[Region labeling entries]
◆ ◆ ◆ ◆ ◆

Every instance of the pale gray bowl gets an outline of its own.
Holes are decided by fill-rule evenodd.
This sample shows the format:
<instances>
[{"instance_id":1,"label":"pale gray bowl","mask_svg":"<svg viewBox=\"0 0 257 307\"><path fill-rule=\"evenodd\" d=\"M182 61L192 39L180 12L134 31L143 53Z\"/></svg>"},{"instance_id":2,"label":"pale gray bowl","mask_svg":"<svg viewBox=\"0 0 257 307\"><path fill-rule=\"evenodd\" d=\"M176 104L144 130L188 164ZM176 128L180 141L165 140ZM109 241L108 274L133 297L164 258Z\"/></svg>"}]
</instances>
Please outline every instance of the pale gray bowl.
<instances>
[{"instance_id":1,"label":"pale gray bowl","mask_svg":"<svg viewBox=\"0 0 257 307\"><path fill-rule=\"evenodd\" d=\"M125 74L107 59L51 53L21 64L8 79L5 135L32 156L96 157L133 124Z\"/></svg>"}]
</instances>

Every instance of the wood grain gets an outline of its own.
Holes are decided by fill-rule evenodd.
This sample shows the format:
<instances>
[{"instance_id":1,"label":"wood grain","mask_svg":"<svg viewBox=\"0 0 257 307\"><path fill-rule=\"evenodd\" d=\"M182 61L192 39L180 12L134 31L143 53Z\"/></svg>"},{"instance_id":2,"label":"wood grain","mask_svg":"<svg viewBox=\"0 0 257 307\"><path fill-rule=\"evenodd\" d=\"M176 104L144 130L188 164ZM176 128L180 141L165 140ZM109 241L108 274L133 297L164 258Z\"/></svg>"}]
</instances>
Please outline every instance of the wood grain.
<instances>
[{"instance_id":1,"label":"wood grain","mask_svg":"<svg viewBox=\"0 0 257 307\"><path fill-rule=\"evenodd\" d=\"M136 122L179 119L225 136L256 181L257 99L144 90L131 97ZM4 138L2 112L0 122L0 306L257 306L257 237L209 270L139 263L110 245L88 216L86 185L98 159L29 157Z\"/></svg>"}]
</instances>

◆ ◆ ◆ ◆ ◆

Work instructions: Rewrite all the entries, substituting "is outlined separately" for "gets an outline of its own" wherever it occurs and leaving everything else unchanged.

Correct response:
Every instance of the pale gray bowl is outlined separately.
Holes are decided by fill-rule evenodd.
This sample shows the format:
<instances>
[{"instance_id":1,"label":"pale gray bowl","mask_svg":"<svg viewBox=\"0 0 257 307\"><path fill-rule=\"evenodd\" d=\"M182 61L192 39L180 12L134 31L143 53Z\"/></svg>"},{"instance_id":2,"label":"pale gray bowl","mask_svg":"<svg viewBox=\"0 0 257 307\"><path fill-rule=\"evenodd\" d=\"M176 104L144 130L188 164ZM176 128L180 141L165 140ZM109 241L108 274L133 297L164 258Z\"/></svg>"}]
</instances>
Please outline every instance of the pale gray bowl.
<instances>
[{"instance_id":1,"label":"pale gray bowl","mask_svg":"<svg viewBox=\"0 0 257 307\"><path fill-rule=\"evenodd\" d=\"M125 74L107 59L51 53L21 64L8 79L5 135L32 156L96 157L133 124Z\"/></svg>"}]
</instances>

Every instance of the wood grain is outlined separately.
Holes are decided by fill-rule evenodd.
This sample shows the format:
<instances>
[{"instance_id":1,"label":"wood grain","mask_svg":"<svg viewBox=\"0 0 257 307\"><path fill-rule=\"evenodd\" d=\"M182 61L192 39L180 12L134 31L143 53Z\"/></svg>"},{"instance_id":2,"label":"wood grain","mask_svg":"<svg viewBox=\"0 0 257 307\"><path fill-rule=\"evenodd\" d=\"M176 104L144 130L188 164ZM176 128L180 141L165 140ZM109 241L108 274L133 297L164 258Z\"/></svg>"}]
</instances>
Please outline every instance of the wood grain.
<instances>
[{"instance_id":1,"label":"wood grain","mask_svg":"<svg viewBox=\"0 0 257 307\"><path fill-rule=\"evenodd\" d=\"M136 122L179 119L225 136L256 181L257 99L144 90L131 97ZM4 138L2 112L0 122L0 306L257 306L257 237L209 270L139 263L110 245L88 216L86 185L98 159L29 157Z\"/></svg>"}]
</instances>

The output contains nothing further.